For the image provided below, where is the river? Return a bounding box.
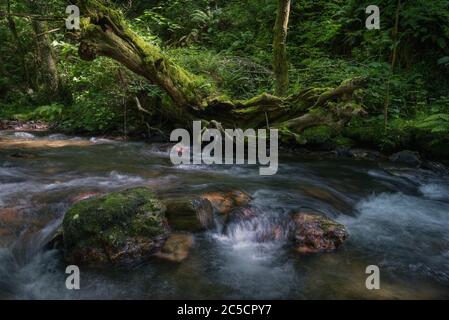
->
[0,132,449,299]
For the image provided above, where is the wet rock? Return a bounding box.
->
[72,192,101,203]
[299,185,352,212]
[10,152,37,159]
[293,213,348,253]
[156,233,193,262]
[62,187,169,265]
[164,197,215,232]
[421,161,449,175]
[0,227,16,248]
[201,191,251,215]
[0,208,23,228]
[350,149,383,161]
[389,150,422,167]
[45,228,64,250]
[223,207,290,242]
[226,207,258,224]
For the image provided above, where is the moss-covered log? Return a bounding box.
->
[71,0,366,139]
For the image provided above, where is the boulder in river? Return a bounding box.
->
[293,213,348,253]
[62,187,169,265]
[390,150,422,167]
[72,192,101,203]
[156,233,193,262]
[164,197,215,232]
[201,191,251,215]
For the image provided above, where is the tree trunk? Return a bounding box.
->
[29,0,62,101]
[6,0,31,86]
[273,0,290,97]
[67,0,366,139]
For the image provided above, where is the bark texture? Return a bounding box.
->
[273,0,291,97]
[71,0,366,141]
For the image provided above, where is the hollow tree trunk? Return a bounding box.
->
[68,0,366,139]
[273,0,290,97]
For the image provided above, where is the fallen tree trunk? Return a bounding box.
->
[72,0,366,139]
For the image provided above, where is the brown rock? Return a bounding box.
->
[156,233,193,262]
[201,191,251,214]
[293,213,348,253]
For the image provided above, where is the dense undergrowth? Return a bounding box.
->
[0,0,449,158]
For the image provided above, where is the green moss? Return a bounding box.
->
[63,187,167,251]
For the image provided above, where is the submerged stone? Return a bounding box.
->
[156,233,193,262]
[62,187,169,265]
[164,197,215,232]
[390,150,422,167]
[201,191,251,215]
[293,213,348,253]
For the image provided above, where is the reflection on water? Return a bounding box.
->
[0,132,449,299]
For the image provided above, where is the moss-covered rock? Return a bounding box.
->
[156,233,193,262]
[293,213,348,253]
[62,187,169,265]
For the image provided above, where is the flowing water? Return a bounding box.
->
[0,132,449,299]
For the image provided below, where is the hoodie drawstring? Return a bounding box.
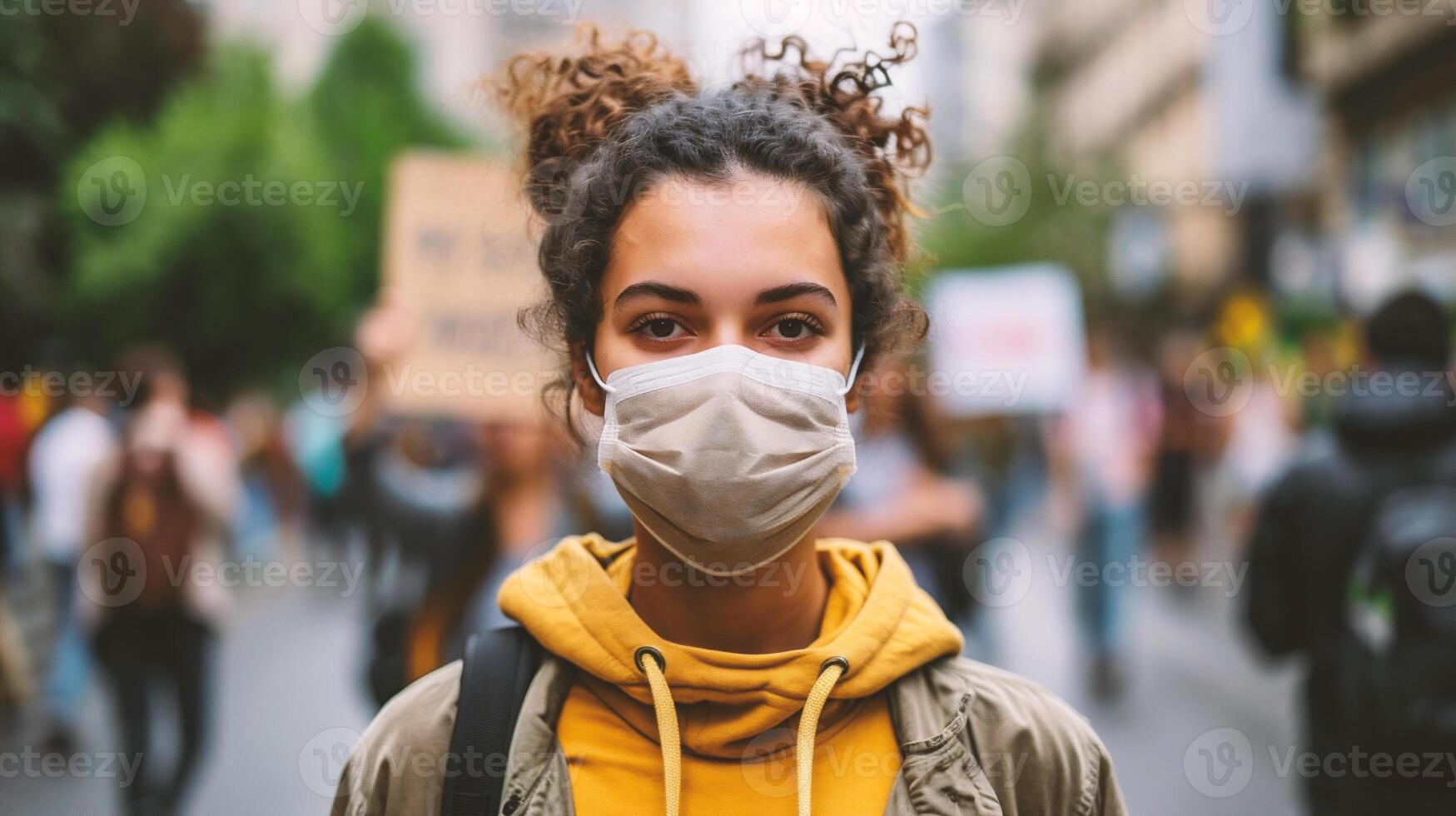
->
[793,657,849,816]
[634,645,683,816]
[632,645,849,816]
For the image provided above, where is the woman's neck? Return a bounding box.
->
[628,525,828,654]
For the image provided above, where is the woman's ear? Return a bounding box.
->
[844,371,865,414]
[571,354,607,417]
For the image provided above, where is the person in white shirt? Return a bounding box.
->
[29,395,117,754]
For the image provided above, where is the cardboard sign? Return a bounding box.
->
[381,153,556,421]
[925,264,1086,417]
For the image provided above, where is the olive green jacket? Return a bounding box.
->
[334,656,1127,816]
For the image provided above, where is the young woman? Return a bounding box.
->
[334,27,1124,816]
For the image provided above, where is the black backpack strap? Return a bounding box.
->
[440,625,540,816]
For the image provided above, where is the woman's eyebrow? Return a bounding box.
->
[613,281,699,307]
[754,281,838,306]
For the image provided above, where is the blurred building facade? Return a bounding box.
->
[1036,0,1456,309]
[1297,4,1456,307]
[1036,0,1318,300]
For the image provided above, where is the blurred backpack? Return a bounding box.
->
[100,449,202,610]
[1334,468,1456,764]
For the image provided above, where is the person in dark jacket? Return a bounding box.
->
[1246,293,1456,816]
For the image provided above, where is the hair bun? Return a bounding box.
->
[489,25,698,213]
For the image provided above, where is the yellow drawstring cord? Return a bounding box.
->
[634,645,849,816]
[795,657,849,816]
[634,645,683,816]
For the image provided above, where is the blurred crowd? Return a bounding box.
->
[0,286,1450,814]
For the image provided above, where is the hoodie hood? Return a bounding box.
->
[499,535,962,759]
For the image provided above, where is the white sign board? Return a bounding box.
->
[925,264,1086,417]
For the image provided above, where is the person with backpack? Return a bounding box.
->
[1246,291,1456,816]
[334,27,1126,816]
[87,353,241,816]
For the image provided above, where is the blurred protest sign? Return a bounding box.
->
[925,264,1086,417]
[381,153,554,420]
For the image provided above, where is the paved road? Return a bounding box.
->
[0,587,370,816]
[987,538,1300,816]
[0,542,1297,816]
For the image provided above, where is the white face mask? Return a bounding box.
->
[587,346,865,575]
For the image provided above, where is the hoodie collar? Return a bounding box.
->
[499,535,962,758]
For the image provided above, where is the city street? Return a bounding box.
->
[0,533,1297,816]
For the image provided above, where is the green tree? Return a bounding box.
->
[58,17,466,396]
[307,16,467,301]
[0,0,206,371]
[60,47,355,396]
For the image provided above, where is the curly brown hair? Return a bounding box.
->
[490,23,931,422]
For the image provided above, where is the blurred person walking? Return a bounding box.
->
[82,351,239,816]
[1246,291,1456,816]
[1053,326,1160,699]
[29,395,118,755]
[818,359,983,622]
[381,421,607,702]
[334,27,1126,816]
[0,503,32,733]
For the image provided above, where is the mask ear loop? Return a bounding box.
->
[832,342,865,396]
[587,347,617,394]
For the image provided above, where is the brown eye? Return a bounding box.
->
[779,318,808,340]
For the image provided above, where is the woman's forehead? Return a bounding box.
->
[603,175,847,301]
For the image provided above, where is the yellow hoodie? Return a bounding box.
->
[499,535,961,816]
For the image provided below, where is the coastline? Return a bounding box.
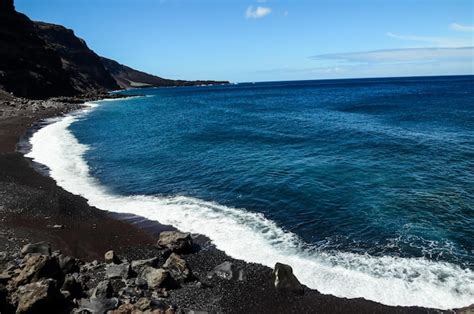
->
[0,94,460,313]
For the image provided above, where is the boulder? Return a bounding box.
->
[163,253,192,282]
[21,242,51,256]
[14,279,64,313]
[140,266,173,288]
[0,284,15,313]
[75,298,119,313]
[92,280,114,299]
[272,263,304,294]
[59,255,79,274]
[158,231,193,253]
[107,303,134,314]
[61,274,84,299]
[105,263,132,279]
[15,255,62,285]
[132,257,160,273]
[104,250,122,264]
[208,262,246,281]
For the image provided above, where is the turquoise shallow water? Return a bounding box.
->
[70,76,474,267]
[27,76,474,309]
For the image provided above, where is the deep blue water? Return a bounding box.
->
[70,76,474,268]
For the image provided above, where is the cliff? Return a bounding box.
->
[0,0,227,98]
[101,57,229,89]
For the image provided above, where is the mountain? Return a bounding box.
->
[101,57,229,89]
[0,0,228,98]
[0,0,76,98]
[34,22,119,93]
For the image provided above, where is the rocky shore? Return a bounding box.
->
[0,94,469,313]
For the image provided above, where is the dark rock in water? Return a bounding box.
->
[92,280,114,299]
[158,231,193,253]
[104,251,122,264]
[208,262,246,281]
[272,263,304,294]
[140,266,174,288]
[75,298,119,313]
[105,263,132,279]
[163,253,192,282]
[21,242,51,255]
[14,279,64,313]
[15,255,62,285]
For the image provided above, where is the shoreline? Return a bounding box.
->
[0,93,460,313]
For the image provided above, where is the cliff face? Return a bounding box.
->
[0,7,75,98]
[35,22,119,93]
[101,57,229,89]
[0,0,227,98]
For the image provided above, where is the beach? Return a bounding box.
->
[0,94,444,313]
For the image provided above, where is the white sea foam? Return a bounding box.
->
[27,103,474,309]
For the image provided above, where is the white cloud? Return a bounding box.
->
[311,47,474,64]
[449,23,474,32]
[245,6,272,19]
[387,33,474,48]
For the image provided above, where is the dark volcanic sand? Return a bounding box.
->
[0,95,440,313]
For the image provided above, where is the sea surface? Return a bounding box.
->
[29,76,474,309]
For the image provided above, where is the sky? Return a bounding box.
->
[15,0,474,82]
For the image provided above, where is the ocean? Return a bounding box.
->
[28,76,474,309]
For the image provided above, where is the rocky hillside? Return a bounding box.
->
[0,0,77,98]
[101,57,229,89]
[35,22,119,93]
[0,0,227,98]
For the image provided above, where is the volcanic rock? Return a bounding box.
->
[272,263,304,294]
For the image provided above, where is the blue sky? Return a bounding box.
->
[16,0,474,82]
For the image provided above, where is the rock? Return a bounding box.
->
[0,273,12,284]
[135,277,148,289]
[212,262,246,281]
[107,303,134,314]
[135,298,151,311]
[272,263,304,294]
[21,242,51,256]
[61,274,84,299]
[15,255,62,285]
[140,266,173,288]
[75,298,119,314]
[132,257,160,273]
[105,263,132,279]
[15,279,64,313]
[59,255,79,274]
[158,231,193,253]
[92,280,114,299]
[0,285,15,313]
[104,250,122,264]
[163,253,192,282]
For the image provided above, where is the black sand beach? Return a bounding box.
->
[0,97,454,313]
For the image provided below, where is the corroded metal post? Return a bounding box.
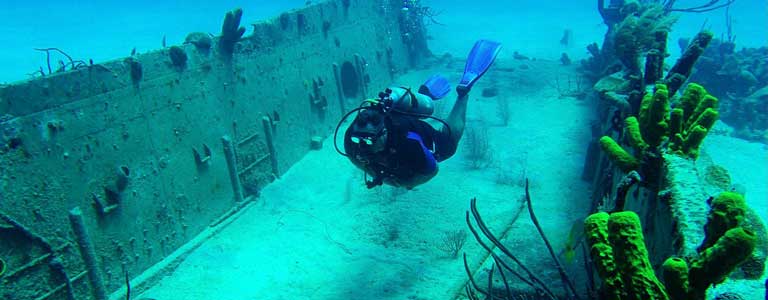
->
[333,63,347,116]
[221,135,243,203]
[261,116,280,178]
[69,207,107,300]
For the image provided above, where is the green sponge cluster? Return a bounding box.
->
[584,211,669,300]
[584,192,756,300]
[600,83,718,172]
[662,192,757,300]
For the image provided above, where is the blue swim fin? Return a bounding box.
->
[419,74,451,100]
[459,40,501,91]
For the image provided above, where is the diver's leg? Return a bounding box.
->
[436,90,469,161]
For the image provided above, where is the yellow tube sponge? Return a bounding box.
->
[599,136,640,173]
[624,117,648,152]
[661,257,688,300]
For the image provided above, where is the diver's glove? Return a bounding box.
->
[365,174,384,189]
[456,85,470,98]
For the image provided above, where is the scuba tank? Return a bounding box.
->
[381,87,435,118]
[379,74,451,119]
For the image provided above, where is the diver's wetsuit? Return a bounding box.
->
[344,112,456,189]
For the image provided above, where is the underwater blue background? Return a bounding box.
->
[0,0,768,83]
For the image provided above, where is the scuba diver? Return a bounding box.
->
[334,40,501,189]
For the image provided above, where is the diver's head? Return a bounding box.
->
[350,108,387,153]
[385,87,435,115]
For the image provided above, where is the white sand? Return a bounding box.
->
[139,60,589,299]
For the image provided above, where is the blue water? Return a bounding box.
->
[0,0,768,83]
[0,0,768,299]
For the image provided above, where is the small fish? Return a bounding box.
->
[562,220,584,264]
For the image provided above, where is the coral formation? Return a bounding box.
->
[613,1,677,74]
[584,211,669,299]
[168,46,187,68]
[600,83,718,183]
[584,192,757,300]
[599,136,640,173]
[219,8,245,55]
[697,192,747,252]
[184,32,213,51]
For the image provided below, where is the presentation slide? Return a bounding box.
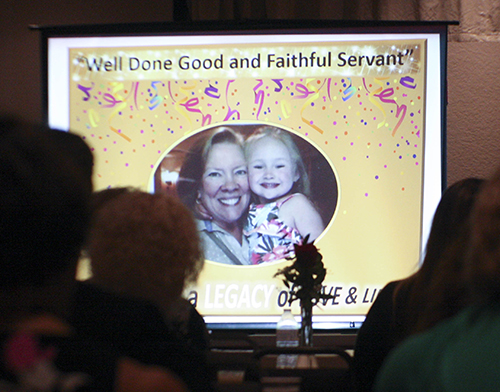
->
[49,29,442,323]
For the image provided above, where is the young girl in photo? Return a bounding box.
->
[245,127,325,264]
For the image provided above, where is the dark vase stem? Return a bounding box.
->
[300,301,313,347]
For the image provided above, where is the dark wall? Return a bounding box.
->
[0,0,173,121]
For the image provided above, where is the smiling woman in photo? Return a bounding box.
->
[177,127,250,265]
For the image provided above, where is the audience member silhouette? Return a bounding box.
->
[353,178,484,391]
[82,188,213,391]
[0,118,187,391]
[375,169,500,392]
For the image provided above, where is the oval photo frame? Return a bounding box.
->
[150,121,340,267]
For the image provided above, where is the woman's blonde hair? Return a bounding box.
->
[87,189,204,307]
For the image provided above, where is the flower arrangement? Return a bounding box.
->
[274,236,332,309]
[274,236,333,347]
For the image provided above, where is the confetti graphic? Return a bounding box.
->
[70,39,426,315]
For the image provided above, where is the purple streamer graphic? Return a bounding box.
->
[78,83,94,101]
[149,82,163,110]
[399,76,417,89]
[374,87,407,136]
[271,79,283,93]
[205,84,220,99]
[179,98,212,126]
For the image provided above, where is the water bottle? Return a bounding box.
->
[276,309,300,369]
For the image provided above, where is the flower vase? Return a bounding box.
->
[300,301,313,347]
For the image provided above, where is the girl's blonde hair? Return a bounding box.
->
[244,125,311,197]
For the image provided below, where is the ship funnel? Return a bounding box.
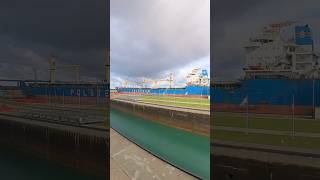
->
[49,55,56,82]
[104,48,110,82]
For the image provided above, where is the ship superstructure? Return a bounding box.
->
[211,21,320,116]
[244,21,320,79]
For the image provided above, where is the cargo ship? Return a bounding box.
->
[0,53,110,105]
[116,68,210,98]
[211,21,320,116]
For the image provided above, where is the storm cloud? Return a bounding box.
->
[211,0,320,80]
[110,0,210,87]
[0,0,109,80]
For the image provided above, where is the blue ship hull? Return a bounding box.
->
[117,86,210,96]
[212,79,320,106]
[211,79,320,116]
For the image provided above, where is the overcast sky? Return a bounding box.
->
[110,0,210,87]
[211,0,320,80]
[0,0,109,80]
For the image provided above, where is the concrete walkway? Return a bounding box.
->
[110,129,196,180]
[213,126,320,138]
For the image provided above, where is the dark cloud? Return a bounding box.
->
[111,0,210,83]
[0,0,109,79]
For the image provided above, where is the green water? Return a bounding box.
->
[0,147,105,180]
[110,109,210,179]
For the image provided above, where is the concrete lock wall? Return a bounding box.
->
[0,119,110,177]
[110,100,210,136]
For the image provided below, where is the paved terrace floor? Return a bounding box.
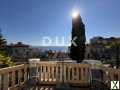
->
[20,80,110,90]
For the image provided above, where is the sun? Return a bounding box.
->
[72,10,80,18]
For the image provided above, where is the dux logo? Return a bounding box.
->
[111,81,119,90]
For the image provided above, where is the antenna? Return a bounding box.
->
[0,28,2,37]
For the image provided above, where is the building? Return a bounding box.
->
[90,37,120,60]
[7,42,29,62]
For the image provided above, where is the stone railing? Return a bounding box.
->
[0,64,27,90]
[102,68,120,87]
[36,62,91,86]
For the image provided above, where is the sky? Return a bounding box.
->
[0,0,120,46]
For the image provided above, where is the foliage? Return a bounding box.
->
[0,51,15,67]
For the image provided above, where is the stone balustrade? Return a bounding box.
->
[102,68,120,87]
[37,62,91,86]
[0,64,27,90]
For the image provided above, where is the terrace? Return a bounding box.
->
[0,61,120,90]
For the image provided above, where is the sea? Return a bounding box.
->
[32,46,68,52]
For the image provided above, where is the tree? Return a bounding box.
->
[0,30,15,67]
[70,12,86,63]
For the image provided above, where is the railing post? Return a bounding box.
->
[0,75,2,90]
[3,73,9,90]
[11,71,15,87]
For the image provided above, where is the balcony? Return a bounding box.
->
[0,62,120,90]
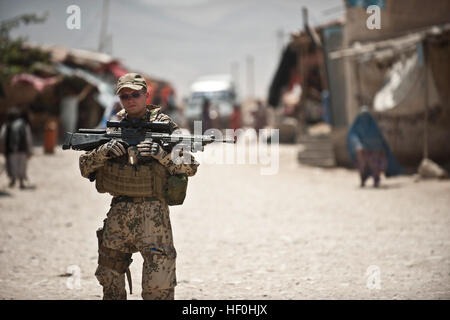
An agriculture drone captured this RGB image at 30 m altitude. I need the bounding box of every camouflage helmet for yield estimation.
[116,72,147,94]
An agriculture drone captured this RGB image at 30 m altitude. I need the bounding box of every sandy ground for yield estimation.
[0,146,450,299]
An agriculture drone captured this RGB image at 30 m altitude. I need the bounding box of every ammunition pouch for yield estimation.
[95,160,188,206]
[165,174,188,206]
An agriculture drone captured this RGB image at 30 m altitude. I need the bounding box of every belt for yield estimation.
[111,196,162,204]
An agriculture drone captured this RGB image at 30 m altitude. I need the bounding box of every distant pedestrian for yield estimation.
[202,98,212,132]
[0,107,32,189]
[230,104,241,131]
[252,100,267,135]
[347,107,402,188]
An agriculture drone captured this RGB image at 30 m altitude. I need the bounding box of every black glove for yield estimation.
[136,141,167,160]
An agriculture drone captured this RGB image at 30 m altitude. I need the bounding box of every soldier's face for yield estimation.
[119,88,148,118]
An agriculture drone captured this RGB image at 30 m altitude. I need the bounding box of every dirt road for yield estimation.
[0,146,450,299]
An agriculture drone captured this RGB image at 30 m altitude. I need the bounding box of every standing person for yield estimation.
[0,107,33,189]
[80,73,199,299]
[252,100,267,136]
[202,98,212,133]
[347,106,402,188]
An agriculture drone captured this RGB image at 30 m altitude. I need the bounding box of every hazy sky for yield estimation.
[0,0,344,99]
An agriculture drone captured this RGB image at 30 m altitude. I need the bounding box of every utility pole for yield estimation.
[98,0,109,52]
[246,54,255,99]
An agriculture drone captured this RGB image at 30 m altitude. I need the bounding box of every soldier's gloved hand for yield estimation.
[136,141,167,160]
[97,139,127,158]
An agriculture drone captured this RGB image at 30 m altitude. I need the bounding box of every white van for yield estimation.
[184,74,237,131]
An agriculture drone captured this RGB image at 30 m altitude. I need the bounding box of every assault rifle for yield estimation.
[62,119,235,163]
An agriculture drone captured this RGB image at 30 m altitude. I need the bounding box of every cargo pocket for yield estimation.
[142,247,177,291]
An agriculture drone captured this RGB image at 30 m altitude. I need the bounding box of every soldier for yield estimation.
[80,73,199,300]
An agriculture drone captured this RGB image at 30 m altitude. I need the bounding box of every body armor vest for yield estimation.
[95,156,169,199]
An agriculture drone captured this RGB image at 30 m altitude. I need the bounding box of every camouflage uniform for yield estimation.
[80,105,199,299]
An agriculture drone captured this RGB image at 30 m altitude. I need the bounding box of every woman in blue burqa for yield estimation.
[347,106,402,187]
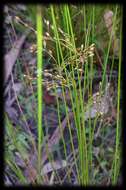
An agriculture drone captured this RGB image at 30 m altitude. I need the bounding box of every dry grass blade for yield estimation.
[4,31,29,84]
[42,112,73,163]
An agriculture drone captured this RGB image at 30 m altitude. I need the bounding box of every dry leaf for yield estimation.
[104,10,120,57]
[41,160,67,175]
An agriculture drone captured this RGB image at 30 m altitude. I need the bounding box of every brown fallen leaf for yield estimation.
[4,30,30,85]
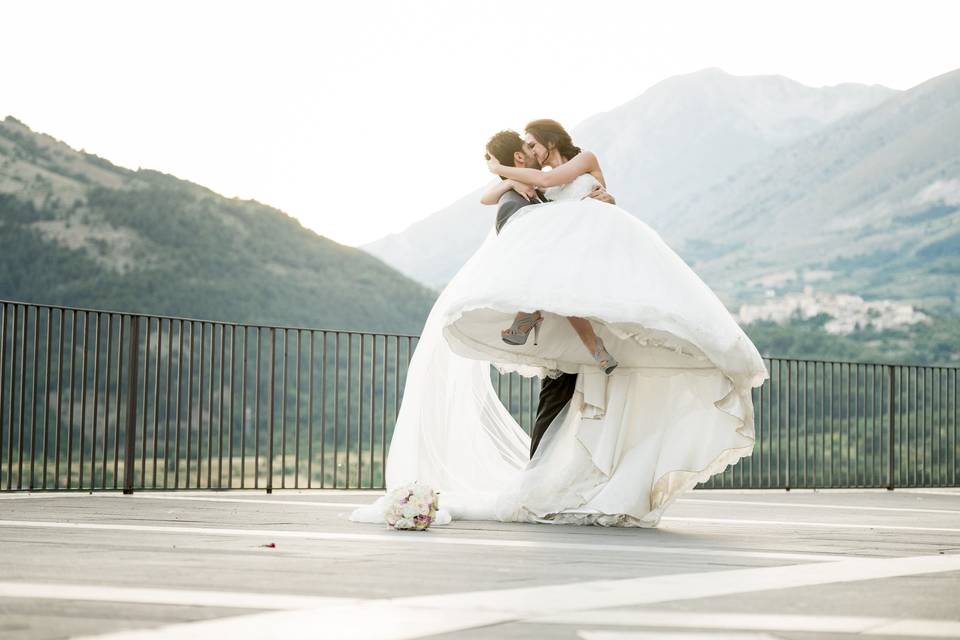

::::::

## Exercise brief
Write out the data as a numbered list, starting with the line that contains "For the image provided above, where is the tree?" and continuing through the line that contains "[116,72,147,94]", with both of those lines included. Skip blank lines, and leave the pictures out.

## Exercise result
1. For the image provided above, where is the tree? Return a bounding box.
2. ->
3. [0,30,15,67]
4. [70,12,86,63]
5. For the image provided above, where is the railing post? Return a bounding box.
6. ->
7. [0,75,2,90]
8. [3,73,9,90]
9. [11,71,15,87]
10. For the image provided above, where is the balcony? Return a bounding box.
11. ->
12. [0,62,120,90]
13. An agriculture drone captured this RGB image at 30 m altitude. I need the bounding box of every camouflage helmet for yield estimation.
14. [116,72,147,94]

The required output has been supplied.